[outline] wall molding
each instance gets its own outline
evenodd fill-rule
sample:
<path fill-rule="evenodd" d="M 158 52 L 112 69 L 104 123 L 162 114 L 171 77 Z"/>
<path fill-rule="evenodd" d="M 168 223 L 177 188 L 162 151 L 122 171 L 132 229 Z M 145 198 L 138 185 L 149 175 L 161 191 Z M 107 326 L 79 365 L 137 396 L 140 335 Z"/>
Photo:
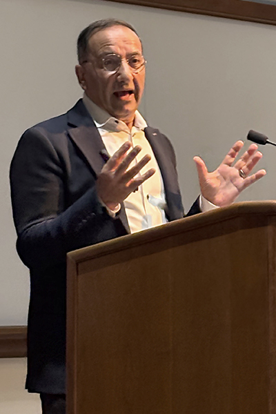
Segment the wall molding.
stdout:
<path fill-rule="evenodd" d="M 0 326 L 0 358 L 27 356 L 27 326 Z"/>
<path fill-rule="evenodd" d="M 177 12 L 276 25 L 276 6 L 244 0 L 110 0 Z"/>

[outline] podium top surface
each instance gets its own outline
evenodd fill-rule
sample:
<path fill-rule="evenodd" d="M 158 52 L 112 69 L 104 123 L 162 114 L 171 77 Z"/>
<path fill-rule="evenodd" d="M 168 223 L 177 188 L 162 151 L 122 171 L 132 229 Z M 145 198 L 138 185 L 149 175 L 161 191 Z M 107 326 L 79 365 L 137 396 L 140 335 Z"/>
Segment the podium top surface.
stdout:
<path fill-rule="evenodd" d="M 108 240 L 85 247 L 67 254 L 71 262 L 81 262 L 128 249 L 149 241 L 173 237 L 180 233 L 197 233 L 201 238 L 210 238 L 226 233 L 233 233 L 240 228 L 260 227 L 271 224 L 276 217 L 276 201 L 243 201 L 234 203 L 228 207 L 184 217 L 166 224 L 132 235 Z M 276 220 L 273 224 L 276 226 Z"/>

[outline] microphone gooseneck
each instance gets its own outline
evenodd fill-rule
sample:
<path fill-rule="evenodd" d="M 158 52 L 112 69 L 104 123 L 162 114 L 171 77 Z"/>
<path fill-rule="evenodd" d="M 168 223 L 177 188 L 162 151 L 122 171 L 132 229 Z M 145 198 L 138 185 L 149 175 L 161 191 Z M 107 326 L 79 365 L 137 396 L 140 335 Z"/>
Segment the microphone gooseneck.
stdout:
<path fill-rule="evenodd" d="M 266 145 L 266 144 L 270 144 L 270 145 L 274 145 L 276 146 L 276 144 L 269 141 L 268 138 L 264 135 L 264 134 L 261 134 L 260 132 L 257 132 L 257 131 L 253 131 L 253 130 L 250 130 L 247 135 L 247 139 L 249 141 L 252 141 L 256 144 L 259 144 L 260 145 Z"/>

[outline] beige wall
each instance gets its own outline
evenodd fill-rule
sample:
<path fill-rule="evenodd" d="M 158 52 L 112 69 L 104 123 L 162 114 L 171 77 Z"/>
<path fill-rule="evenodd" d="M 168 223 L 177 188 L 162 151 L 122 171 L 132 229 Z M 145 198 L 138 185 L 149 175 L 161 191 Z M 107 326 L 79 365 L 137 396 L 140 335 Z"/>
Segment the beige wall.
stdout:
<path fill-rule="evenodd" d="M 25 358 L 0 359 L 0 413 L 39 414 L 40 400 L 25 389 Z"/>
<path fill-rule="evenodd" d="M 25 324 L 28 301 L 10 204 L 12 153 L 26 128 L 81 95 L 76 39 L 106 17 L 126 19 L 141 34 L 148 60 L 141 110 L 177 150 L 186 208 L 199 192 L 195 155 L 213 168 L 250 128 L 276 140 L 276 27 L 92 0 L 0 0 L 0 325 Z M 244 199 L 275 198 L 276 149 L 264 150 L 268 175 Z"/>

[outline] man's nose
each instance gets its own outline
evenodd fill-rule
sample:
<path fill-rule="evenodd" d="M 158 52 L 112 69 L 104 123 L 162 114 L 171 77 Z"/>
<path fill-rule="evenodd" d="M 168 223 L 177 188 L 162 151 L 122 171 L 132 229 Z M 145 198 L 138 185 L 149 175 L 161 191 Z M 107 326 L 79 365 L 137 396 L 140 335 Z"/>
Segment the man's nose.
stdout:
<path fill-rule="evenodd" d="M 133 79 L 133 72 L 131 70 L 131 68 L 128 63 L 126 60 L 122 60 L 121 62 L 120 67 L 118 69 L 118 77 L 120 79 Z"/>

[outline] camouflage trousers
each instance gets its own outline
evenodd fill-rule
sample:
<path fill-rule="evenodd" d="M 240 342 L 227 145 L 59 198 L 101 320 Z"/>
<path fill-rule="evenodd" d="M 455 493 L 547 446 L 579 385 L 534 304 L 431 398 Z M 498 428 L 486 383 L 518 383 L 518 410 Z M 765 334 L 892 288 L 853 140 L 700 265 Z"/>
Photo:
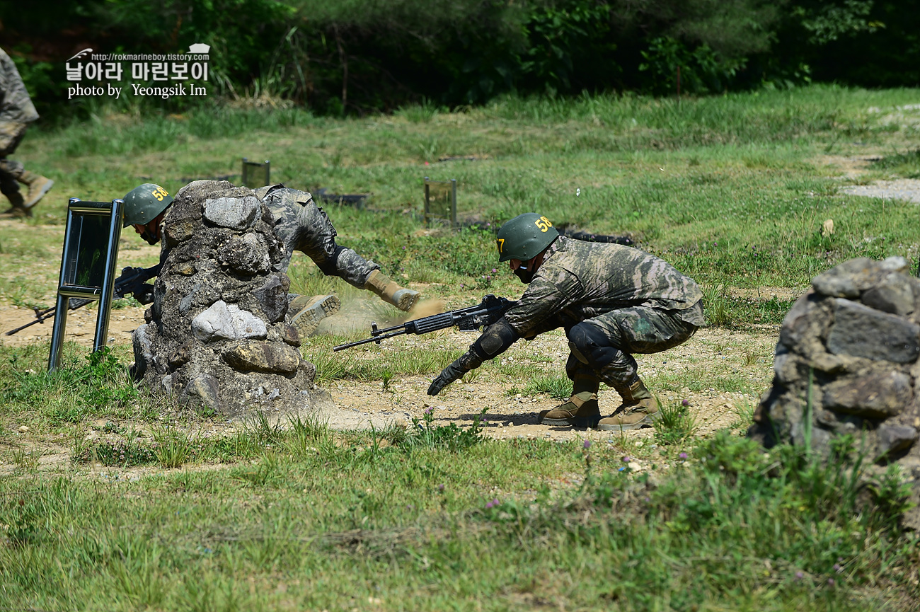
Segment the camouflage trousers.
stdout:
<path fill-rule="evenodd" d="M 702 314 L 702 303 L 692 308 Z M 566 332 L 571 351 L 566 374 L 572 380 L 598 380 L 617 391 L 628 388 L 638 379 L 632 353 L 667 351 L 696 333 L 696 326 L 681 318 L 680 312 L 634 306 L 581 321 Z"/>
<path fill-rule="evenodd" d="M 337 245 L 336 228 L 328 215 L 312 202 L 301 208 L 297 222 L 303 230 L 298 250 L 305 253 L 328 276 L 338 276 L 351 286 L 363 289 L 371 272 L 380 270 L 374 261 Z"/>
<path fill-rule="evenodd" d="M 380 266 L 351 248 L 336 244 L 336 228 L 326 211 L 310 194 L 287 188 L 270 191 L 265 202 L 275 217 L 275 234 L 284 243 L 285 268 L 293 251 L 299 250 L 327 276 L 338 276 L 349 284 L 364 288 L 367 277 Z"/>
<path fill-rule="evenodd" d="M 15 121 L 0 121 L 0 193 L 9 194 L 19 191 L 17 179 L 22 176 L 25 168 L 17 161 L 7 159 L 26 135 L 28 123 Z"/>

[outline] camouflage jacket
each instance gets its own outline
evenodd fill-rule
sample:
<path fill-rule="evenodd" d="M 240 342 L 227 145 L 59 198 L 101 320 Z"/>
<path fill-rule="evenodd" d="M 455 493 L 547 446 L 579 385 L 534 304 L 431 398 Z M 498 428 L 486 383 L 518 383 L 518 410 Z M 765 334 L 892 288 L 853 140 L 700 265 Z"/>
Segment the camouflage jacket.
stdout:
<path fill-rule="evenodd" d="M 583 242 L 560 236 L 521 300 L 505 314 L 521 336 L 571 328 L 616 308 L 649 306 L 685 311 L 681 318 L 703 325 L 696 282 L 670 263 L 631 247 Z"/>
<path fill-rule="evenodd" d="M 19 71 L 0 49 L 0 122 L 30 123 L 39 118 Z"/>

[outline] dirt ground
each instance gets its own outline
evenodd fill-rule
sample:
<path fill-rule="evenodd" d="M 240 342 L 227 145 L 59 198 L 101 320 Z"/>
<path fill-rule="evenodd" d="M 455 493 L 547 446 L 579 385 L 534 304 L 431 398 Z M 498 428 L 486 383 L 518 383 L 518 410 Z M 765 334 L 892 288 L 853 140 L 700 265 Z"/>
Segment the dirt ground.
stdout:
<path fill-rule="evenodd" d="M 818 165 L 831 169 L 842 179 L 853 180 L 868 171 L 868 163 L 874 158 L 873 156 L 868 155 L 822 156 L 815 161 Z M 20 222 L 17 220 L 0 219 L 0 225 L 3 225 L 18 223 Z M 63 233 L 63 227 L 60 225 L 40 227 L 52 236 Z M 138 246 L 138 241 L 133 236 L 122 237 L 122 246 L 126 245 L 130 247 L 121 251 L 120 267 L 149 266 L 158 258 L 159 247 Z M 46 271 L 42 276 L 51 277 L 51 271 Z M 40 282 L 44 283 L 46 279 L 41 279 Z M 53 280 L 49 286 L 53 287 Z M 418 288 L 424 291 L 426 287 Z M 732 293 L 745 297 L 768 298 L 776 295 L 781 299 L 795 299 L 804 291 L 805 287 L 800 289 L 760 287 L 756 290 L 734 289 Z M 47 295 L 47 298 L 48 302 L 52 303 L 51 294 Z M 109 342 L 129 344 L 131 332 L 144 321 L 144 307 L 131 306 L 114 309 L 109 327 Z M 325 328 L 338 331 L 349 327 L 367 328 L 372 310 L 366 304 L 345 305 L 339 315 L 328 319 Z M 17 306 L 8 300 L 0 300 L 0 330 L 3 332 L 32 319 L 34 313 L 30 309 Z M 65 339 L 90 347 L 95 321 L 95 309 L 85 307 L 71 311 L 68 316 Z M 22 346 L 47 342 L 51 339 L 52 325 L 52 320 L 48 320 L 43 324 L 33 325 L 14 336 L 0 335 L 0 343 Z M 761 326 L 744 333 L 719 329 L 700 329 L 694 338 L 680 347 L 656 355 L 638 356 L 640 374 L 654 379 L 656 374 L 667 375 L 681 371 L 694 371 L 695 368 L 698 370 L 701 362 L 715 364 L 726 372 L 730 368 L 735 374 L 741 373 L 740 375 L 748 377 L 744 388 L 756 389 L 755 392 L 739 393 L 719 391 L 715 388 L 693 391 L 684 387 L 679 391 L 664 392 L 660 398 L 662 401 L 687 400 L 691 412 L 696 419 L 699 434 L 706 435 L 723 427 L 742 428 L 759 401 L 760 393 L 769 387 L 773 371 L 773 350 L 777 335 L 776 326 Z M 438 342 L 439 345 L 453 344 L 455 348 L 461 349 L 466 348 L 474 338 L 475 336 L 470 334 L 454 330 L 443 333 L 439 336 Z M 426 342 L 431 341 L 431 339 L 411 337 L 389 341 L 409 342 L 424 350 Z M 558 334 L 546 334 L 532 342 L 519 342 L 506 353 L 508 358 L 513 359 L 515 351 L 551 356 L 555 362 L 551 366 L 552 369 L 558 374 L 564 371 L 567 350 L 564 339 Z M 742 353 L 744 357 L 742 356 Z M 389 382 L 386 388 L 383 388 L 381 382 L 335 381 L 328 386 L 335 408 L 326 410 L 324 418 L 328 420 L 329 425 L 334 429 L 367 428 L 372 425 L 381 427 L 394 421 L 408 426 L 413 419 L 420 420 L 423 411 L 431 408 L 437 423 L 456 422 L 468 425 L 480 410 L 488 407 L 486 433 L 497 439 L 545 438 L 554 441 L 591 439 L 614 442 L 616 438 L 616 442 L 620 445 L 626 441 L 618 433 L 537 424 L 537 413 L 553 408 L 558 401 L 545 395 L 509 397 L 507 389 L 514 385 L 515 381 L 512 380 L 499 383 L 484 381 L 482 377 L 478 377 L 469 384 L 458 381 L 434 398 L 425 393 L 430 382 L 431 379 L 424 376 L 396 377 Z M 617 399 L 615 392 L 602 388 L 600 393 L 602 412 L 613 411 L 618 403 Z M 101 429 L 102 423 L 98 425 L 97 430 Z M 226 423 L 225 426 L 215 424 L 213 431 L 208 434 L 218 435 L 223 433 L 222 430 L 236 426 L 238 426 L 238 423 Z M 89 435 L 94 435 L 94 433 L 90 432 Z M 626 438 L 630 440 L 631 444 L 652 444 L 652 435 L 651 429 L 643 429 L 627 433 Z M 42 463 L 53 461 L 52 456 L 53 453 L 51 456 L 43 456 Z"/>
<path fill-rule="evenodd" d="M 346 305 L 340 315 L 328 319 L 328 327 L 364 327 L 365 321 L 360 313 L 362 305 Z M 366 308 L 365 308 L 366 309 Z M 0 303 L 0 325 L 4 329 L 11 329 L 34 318 L 31 310 L 17 307 L 8 303 Z M 143 307 L 126 307 L 112 311 L 109 323 L 109 342 L 112 344 L 130 344 L 131 332 L 144 322 Z M 93 342 L 93 332 L 96 323 L 96 311 L 80 308 L 72 311 L 67 320 L 66 339 L 75 341 L 89 349 Z M 369 321 L 367 321 L 369 329 Z M 52 320 L 16 334 L 3 336 L 0 342 L 21 346 L 32 342 L 47 342 L 51 339 Z M 746 366 L 750 370 L 748 375 L 753 376 L 752 382 L 756 382 L 755 388 L 764 389 L 772 375 L 772 351 L 776 343 L 777 330 L 771 326 L 753 330 L 753 333 L 740 333 L 716 329 L 700 329 L 697 334 L 685 344 L 655 355 L 640 355 L 640 371 L 645 374 L 680 372 L 691 367 L 698 367 L 693 364 L 711 361 L 721 363 L 730 359 L 737 361 L 737 369 L 745 368 L 742 364 L 740 355 L 747 352 L 758 355 L 757 363 Z M 425 345 L 434 341 L 439 346 L 455 346 L 466 348 L 473 340 L 475 334 L 459 331 L 441 332 L 436 338 L 431 337 L 402 337 L 387 341 L 392 346 L 401 345 L 406 348 L 418 346 L 424 350 Z M 530 342 L 521 341 L 506 353 L 506 358 L 525 359 L 527 355 L 540 355 L 554 360 L 551 365 L 558 374 L 564 372 L 565 358 L 568 355 L 565 339 L 560 333 L 550 333 L 540 336 Z M 343 355 L 343 359 L 345 356 Z M 487 382 L 481 377 L 469 384 L 457 381 L 449 386 L 437 397 L 426 394 L 431 383 L 425 376 L 397 376 L 389 381 L 387 387 L 383 388 L 381 382 L 362 383 L 357 381 L 334 381 L 328 385 L 335 408 L 326 410 L 323 418 L 328 420 L 333 429 L 363 429 L 370 426 L 377 428 L 391 422 L 409 425 L 413 419 L 421 420 L 426 409 L 433 410 L 435 422 L 445 424 L 457 422 L 468 425 L 479 410 L 489 408 L 487 413 L 486 433 L 498 439 L 511 438 L 546 438 L 550 440 L 575 440 L 588 438 L 592 440 L 608 440 L 618 437 L 610 433 L 568 427 L 549 427 L 537 424 L 537 413 L 540 410 L 553 408 L 559 402 L 548 396 L 509 397 L 506 389 L 516 382 L 508 379 L 507 382 Z M 600 392 L 602 412 L 612 412 L 618 404 L 618 396 L 612 389 L 602 388 Z M 730 426 L 742 420 L 742 415 L 749 414 L 758 401 L 754 395 L 719 392 L 716 389 L 704 389 L 693 392 L 684 388 L 680 393 L 664 393 L 661 399 L 686 399 L 696 417 L 699 425 L 698 433 L 706 434 L 715 430 Z M 228 423 L 231 427 L 234 425 Z M 99 423 L 101 427 L 102 423 Z M 224 427 L 217 427 L 213 433 L 218 434 Z M 637 439 L 645 439 L 652 434 L 652 430 L 645 429 L 631 432 L 627 435 Z"/>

Exercise brief - Rescale the material from the line with "[outline] camouflage jacket" to the line with "122 L 30 123", both ends included, and reproduce every one of those lines. Multiply each coordinate in the answer outlines by 1.35 and round to whole numbers, with halves going up, leaving all other lines unchanged.

Reply -
[outline] camouflage jacket
each instance gets its own outline
evenodd fill-rule
sample:
<path fill-rule="evenodd" d="M 240 342 L 227 145 L 59 198 L 101 320 Z"/>
<path fill-rule="evenodd" d="M 455 493 L 547 446 L 579 385 L 534 304 L 431 398 Z M 498 428 L 486 383 L 518 383 L 518 410 Z M 765 334 L 892 288 L 853 140 L 700 265 Z"/>
Segment the camouflage jacket.
stdout:
<path fill-rule="evenodd" d="M 787 327 L 756 319 L 703 405 L 682 424 L 703 454 L 771 443 L 832 416 L 876 413 L 925 420 L 919 429 L 949 439 L 940 381 L 905 355 L 852 333 Z"/>
<path fill-rule="evenodd" d="M 26 96 L 0 66 L 0 165 L 41 166 L 53 159 Z"/>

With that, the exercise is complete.